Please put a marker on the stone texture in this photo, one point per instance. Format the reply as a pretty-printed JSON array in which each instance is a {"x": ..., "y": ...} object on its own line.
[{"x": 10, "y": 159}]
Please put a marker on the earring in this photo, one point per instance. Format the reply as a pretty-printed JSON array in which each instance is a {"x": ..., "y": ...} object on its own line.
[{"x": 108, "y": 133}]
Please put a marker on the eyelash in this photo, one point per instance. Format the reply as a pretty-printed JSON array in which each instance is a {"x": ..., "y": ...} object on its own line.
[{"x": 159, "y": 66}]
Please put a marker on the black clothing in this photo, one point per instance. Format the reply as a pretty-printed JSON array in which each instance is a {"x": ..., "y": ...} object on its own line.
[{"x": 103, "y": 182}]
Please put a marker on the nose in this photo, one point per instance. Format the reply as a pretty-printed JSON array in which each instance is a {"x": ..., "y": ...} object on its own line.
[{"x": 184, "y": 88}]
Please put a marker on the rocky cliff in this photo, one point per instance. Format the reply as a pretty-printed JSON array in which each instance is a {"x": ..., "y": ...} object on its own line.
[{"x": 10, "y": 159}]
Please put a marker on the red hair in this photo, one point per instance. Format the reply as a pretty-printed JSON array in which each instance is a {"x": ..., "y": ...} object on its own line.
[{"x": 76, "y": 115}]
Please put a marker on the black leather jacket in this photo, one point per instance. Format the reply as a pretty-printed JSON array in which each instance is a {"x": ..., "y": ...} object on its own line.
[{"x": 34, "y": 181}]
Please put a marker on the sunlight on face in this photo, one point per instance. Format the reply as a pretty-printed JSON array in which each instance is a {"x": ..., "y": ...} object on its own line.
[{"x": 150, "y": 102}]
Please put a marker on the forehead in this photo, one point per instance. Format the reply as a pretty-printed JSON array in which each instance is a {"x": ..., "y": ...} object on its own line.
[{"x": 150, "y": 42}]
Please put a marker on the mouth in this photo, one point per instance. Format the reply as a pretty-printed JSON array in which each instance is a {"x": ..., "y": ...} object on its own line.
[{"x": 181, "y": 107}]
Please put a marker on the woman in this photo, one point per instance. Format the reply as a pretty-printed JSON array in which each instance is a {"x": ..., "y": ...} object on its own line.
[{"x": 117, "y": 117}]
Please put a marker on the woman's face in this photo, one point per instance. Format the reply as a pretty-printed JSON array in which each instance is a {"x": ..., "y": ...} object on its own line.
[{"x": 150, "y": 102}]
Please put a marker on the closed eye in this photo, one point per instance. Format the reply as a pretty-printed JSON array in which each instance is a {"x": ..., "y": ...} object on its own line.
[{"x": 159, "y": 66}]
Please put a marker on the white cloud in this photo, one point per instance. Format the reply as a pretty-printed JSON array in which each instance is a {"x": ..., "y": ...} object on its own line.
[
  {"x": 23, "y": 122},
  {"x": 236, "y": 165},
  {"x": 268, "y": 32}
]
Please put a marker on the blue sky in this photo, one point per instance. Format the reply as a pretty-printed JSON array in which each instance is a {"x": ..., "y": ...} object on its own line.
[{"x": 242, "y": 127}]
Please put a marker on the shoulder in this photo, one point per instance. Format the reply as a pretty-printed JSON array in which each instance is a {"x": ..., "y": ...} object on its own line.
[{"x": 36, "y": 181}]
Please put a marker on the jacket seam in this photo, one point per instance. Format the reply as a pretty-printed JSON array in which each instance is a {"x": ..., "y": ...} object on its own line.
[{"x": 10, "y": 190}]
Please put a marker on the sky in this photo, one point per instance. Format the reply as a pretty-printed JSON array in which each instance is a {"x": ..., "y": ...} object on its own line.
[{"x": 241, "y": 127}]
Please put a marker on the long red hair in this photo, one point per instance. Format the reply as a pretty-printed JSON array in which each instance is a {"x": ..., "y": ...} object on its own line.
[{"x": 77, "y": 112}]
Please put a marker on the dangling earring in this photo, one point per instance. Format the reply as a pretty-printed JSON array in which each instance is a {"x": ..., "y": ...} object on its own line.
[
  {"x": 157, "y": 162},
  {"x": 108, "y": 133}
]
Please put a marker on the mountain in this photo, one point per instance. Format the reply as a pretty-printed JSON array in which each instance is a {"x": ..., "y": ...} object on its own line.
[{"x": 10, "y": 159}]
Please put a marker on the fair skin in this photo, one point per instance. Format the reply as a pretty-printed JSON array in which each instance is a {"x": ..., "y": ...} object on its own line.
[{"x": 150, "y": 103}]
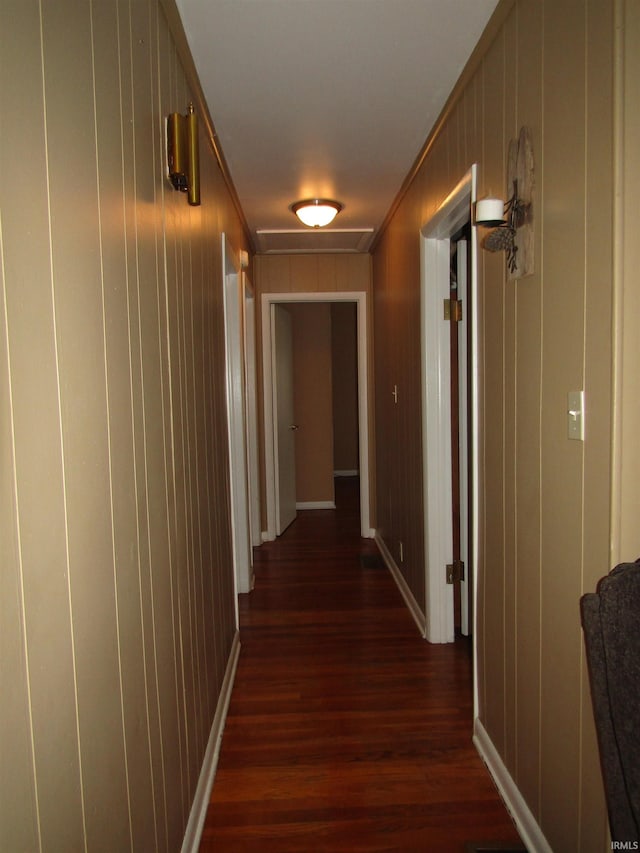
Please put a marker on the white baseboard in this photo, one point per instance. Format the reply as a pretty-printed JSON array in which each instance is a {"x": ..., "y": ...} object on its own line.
[
  {"x": 418, "y": 616},
  {"x": 526, "y": 824},
  {"x": 191, "y": 840}
]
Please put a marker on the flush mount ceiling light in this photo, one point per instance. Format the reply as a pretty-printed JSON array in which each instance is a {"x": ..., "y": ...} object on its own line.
[{"x": 316, "y": 212}]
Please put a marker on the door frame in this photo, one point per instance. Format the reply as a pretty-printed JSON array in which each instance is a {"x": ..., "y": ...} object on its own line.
[
  {"x": 270, "y": 460},
  {"x": 452, "y": 214},
  {"x": 233, "y": 301},
  {"x": 251, "y": 408}
]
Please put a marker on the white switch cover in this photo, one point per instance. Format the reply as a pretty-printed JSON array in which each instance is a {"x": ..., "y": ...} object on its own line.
[{"x": 575, "y": 415}]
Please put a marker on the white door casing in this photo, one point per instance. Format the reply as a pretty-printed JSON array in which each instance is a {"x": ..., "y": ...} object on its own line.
[
  {"x": 284, "y": 433},
  {"x": 454, "y": 212},
  {"x": 251, "y": 410},
  {"x": 242, "y": 554}
]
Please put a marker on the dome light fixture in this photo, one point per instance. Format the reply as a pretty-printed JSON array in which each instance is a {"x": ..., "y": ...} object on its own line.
[{"x": 316, "y": 212}]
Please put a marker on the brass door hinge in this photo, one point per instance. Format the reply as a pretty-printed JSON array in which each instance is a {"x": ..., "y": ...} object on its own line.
[
  {"x": 453, "y": 310},
  {"x": 455, "y": 571}
]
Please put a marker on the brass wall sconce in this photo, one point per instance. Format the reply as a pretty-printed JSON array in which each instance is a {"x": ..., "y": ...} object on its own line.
[
  {"x": 511, "y": 223},
  {"x": 183, "y": 156}
]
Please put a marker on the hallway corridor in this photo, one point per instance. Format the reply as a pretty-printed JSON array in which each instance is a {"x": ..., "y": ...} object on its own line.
[{"x": 346, "y": 731}]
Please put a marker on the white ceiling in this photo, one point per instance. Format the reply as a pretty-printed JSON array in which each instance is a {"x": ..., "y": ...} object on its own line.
[{"x": 326, "y": 98}]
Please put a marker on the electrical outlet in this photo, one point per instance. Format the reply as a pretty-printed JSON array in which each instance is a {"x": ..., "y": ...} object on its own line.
[{"x": 575, "y": 415}]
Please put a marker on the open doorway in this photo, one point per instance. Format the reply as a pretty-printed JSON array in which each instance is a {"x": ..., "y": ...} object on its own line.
[
  {"x": 437, "y": 236},
  {"x": 269, "y": 303}
]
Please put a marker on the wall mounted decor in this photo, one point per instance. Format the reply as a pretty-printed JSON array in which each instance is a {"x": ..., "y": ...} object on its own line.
[{"x": 183, "y": 156}]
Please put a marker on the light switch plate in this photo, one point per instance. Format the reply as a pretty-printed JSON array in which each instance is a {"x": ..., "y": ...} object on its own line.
[{"x": 575, "y": 415}]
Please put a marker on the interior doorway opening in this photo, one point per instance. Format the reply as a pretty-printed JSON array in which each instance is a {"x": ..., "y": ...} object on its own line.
[{"x": 270, "y": 301}]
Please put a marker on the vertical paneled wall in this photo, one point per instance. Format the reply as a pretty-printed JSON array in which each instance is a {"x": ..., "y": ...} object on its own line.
[
  {"x": 544, "y": 523},
  {"x": 117, "y": 611}
]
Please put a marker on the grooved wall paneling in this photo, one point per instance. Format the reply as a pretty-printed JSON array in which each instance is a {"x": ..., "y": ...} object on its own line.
[{"x": 117, "y": 589}]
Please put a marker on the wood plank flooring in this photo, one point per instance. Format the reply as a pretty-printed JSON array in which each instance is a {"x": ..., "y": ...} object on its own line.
[{"x": 346, "y": 730}]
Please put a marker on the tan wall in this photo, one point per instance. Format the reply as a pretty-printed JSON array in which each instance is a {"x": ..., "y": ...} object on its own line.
[
  {"x": 545, "y": 501},
  {"x": 344, "y": 359},
  {"x": 312, "y": 401},
  {"x": 334, "y": 273},
  {"x": 117, "y": 612}
]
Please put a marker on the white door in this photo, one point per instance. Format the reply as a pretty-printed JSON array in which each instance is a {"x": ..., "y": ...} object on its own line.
[
  {"x": 251, "y": 413},
  {"x": 243, "y": 562},
  {"x": 285, "y": 428}
]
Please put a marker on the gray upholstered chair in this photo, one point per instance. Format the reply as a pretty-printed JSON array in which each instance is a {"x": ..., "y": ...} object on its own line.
[{"x": 611, "y": 624}]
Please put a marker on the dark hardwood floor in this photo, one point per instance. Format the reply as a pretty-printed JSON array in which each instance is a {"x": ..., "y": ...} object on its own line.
[{"x": 346, "y": 730}]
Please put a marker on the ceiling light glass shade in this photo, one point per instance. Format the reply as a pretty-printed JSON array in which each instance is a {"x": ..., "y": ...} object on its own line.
[{"x": 316, "y": 212}]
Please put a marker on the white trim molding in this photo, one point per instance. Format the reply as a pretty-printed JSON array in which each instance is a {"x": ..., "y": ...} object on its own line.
[
  {"x": 526, "y": 824},
  {"x": 198, "y": 813}
]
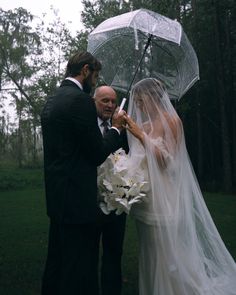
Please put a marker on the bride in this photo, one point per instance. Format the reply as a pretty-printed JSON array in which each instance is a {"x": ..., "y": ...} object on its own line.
[{"x": 181, "y": 251}]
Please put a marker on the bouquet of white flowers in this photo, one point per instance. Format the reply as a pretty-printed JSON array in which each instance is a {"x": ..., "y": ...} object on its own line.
[{"x": 119, "y": 186}]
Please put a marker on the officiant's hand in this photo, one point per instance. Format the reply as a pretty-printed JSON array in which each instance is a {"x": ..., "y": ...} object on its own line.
[{"x": 118, "y": 119}]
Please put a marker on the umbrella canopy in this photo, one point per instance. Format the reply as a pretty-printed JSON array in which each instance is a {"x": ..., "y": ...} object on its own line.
[{"x": 141, "y": 44}]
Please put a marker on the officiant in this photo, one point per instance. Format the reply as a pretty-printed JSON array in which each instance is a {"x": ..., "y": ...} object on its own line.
[{"x": 111, "y": 228}]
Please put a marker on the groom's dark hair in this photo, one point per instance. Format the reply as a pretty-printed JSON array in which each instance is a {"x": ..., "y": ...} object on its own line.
[{"x": 78, "y": 60}]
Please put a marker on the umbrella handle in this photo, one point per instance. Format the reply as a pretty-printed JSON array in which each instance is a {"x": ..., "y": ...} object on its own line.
[{"x": 136, "y": 71}]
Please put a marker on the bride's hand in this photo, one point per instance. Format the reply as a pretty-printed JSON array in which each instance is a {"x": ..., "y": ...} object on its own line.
[{"x": 133, "y": 128}]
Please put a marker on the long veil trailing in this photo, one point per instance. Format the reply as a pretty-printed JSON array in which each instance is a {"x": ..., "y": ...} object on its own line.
[{"x": 182, "y": 250}]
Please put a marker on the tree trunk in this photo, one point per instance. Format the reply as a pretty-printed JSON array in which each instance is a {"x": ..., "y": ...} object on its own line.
[{"x": 226, "y": 158}]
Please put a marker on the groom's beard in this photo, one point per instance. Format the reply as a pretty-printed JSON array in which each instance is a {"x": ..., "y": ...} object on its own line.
[{"x": 87, "y": 85}]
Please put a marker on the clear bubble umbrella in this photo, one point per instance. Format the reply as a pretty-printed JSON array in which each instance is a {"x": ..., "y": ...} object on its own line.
[{"x": 141, "y": 44}]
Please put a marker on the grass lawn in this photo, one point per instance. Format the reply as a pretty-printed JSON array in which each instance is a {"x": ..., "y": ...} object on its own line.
[{"x": 23, "y": 240}]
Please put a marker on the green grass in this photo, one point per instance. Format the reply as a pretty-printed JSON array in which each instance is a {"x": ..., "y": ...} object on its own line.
[
  {"x": 23, "y": 240},
  {"x": 13, "y": 178}
]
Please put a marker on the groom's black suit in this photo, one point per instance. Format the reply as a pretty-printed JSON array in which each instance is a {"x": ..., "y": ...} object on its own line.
[{"x": 73, "y": 148}]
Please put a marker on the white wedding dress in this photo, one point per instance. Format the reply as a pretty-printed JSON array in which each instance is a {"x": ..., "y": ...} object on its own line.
[{"x": 181, "y": 251}]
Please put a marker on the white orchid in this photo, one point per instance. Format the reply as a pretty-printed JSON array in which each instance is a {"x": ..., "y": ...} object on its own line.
[{"x": 119, "y": 186}]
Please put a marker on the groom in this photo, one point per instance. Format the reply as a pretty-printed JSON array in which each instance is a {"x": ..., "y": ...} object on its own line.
[{"x": 73, "y": 148}]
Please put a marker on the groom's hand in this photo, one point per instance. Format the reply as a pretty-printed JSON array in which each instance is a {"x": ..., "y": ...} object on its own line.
[{"x": 118, "y": 119}]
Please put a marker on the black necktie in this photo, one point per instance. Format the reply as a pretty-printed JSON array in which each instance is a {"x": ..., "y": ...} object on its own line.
[{"x": 105, "y": 125}]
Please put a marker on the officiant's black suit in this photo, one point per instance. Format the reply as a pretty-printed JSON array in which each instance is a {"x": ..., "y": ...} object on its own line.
[{"x": 73, "y": 148}]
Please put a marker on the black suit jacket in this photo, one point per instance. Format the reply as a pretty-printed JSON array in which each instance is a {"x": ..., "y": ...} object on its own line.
[{"x": 73, "y": 148}]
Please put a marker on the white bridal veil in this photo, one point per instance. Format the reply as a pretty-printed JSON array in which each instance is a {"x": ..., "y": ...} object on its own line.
[{"x": 184, "y": 247}]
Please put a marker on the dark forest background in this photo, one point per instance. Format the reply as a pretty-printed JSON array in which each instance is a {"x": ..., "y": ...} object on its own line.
[{"x": 32, "y": 64}]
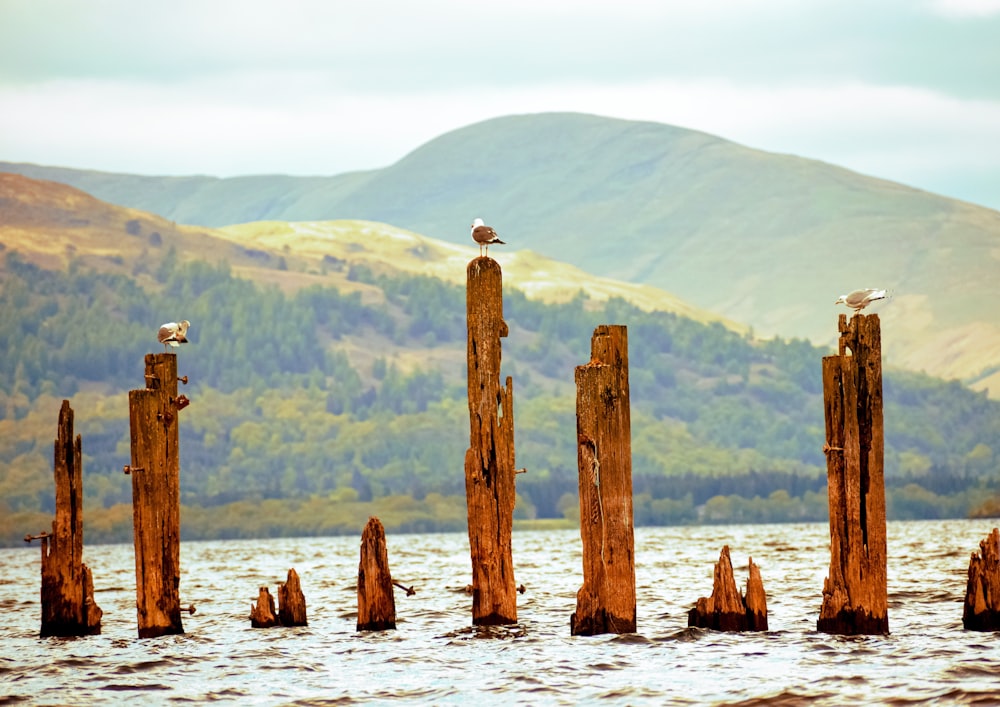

□ □ □ □

#### TASK PROMPT
Show every line of the data above that contains the word "orchid", copied in full.

#### COMPLETE OUTPUT
Please put a marker on the white orchid in this photo, one point per instance. Format the reply as a pretty-printed JSON array in which each instance is a {"x": ..., "y": ...} object on its own line.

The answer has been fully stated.